--- RECORDS TO USE ---

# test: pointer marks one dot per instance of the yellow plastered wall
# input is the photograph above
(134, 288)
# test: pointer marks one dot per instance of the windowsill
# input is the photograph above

---

TASK DETAILS: Print all of the lines above without changing a single character.

RESPONSE BELOW:
# test: pointer marks one dot per instance of the yellow plastered wall
# input is the photograph above
(134, 288)
# test: pointer marks one dot per instance of the windowsill
# input is the photograph above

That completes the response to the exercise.